Stated goal
Copy the stretch of the records below from the line containing "Return one point per instance of the arched" through the end of the records, reproducing each line verbatim. Omit the pictures from your answer.

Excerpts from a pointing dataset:
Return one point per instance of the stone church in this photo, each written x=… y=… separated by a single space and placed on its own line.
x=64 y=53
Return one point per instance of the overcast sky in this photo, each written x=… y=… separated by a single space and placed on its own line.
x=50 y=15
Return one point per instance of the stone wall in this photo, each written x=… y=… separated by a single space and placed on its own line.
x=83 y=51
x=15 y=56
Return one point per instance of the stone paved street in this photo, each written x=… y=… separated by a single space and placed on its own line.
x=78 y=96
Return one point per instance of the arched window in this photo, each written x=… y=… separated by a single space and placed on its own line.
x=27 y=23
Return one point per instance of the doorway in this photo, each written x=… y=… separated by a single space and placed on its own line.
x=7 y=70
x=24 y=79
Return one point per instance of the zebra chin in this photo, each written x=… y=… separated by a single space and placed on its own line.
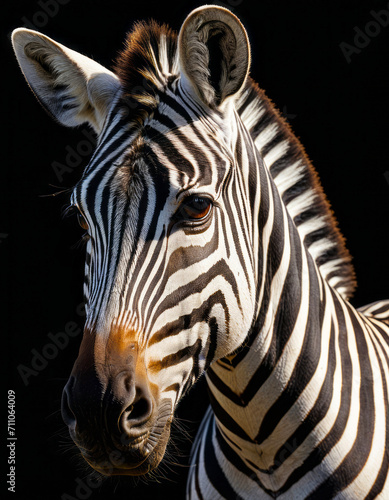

Written response
Return one point per instance of the arched window in this photo, each written x=… y=… separated by a single space and placed on its own line.
x=27 y=23
Return one point per instance of the doorway in this photo, each written x=… y=… separated by a single space and placed on its own line.
x=7 y=70
x=24 y=79
Return one point per instance of the zebra chin in this photo, each written x=… y=… separated by a single space and placed on its own line.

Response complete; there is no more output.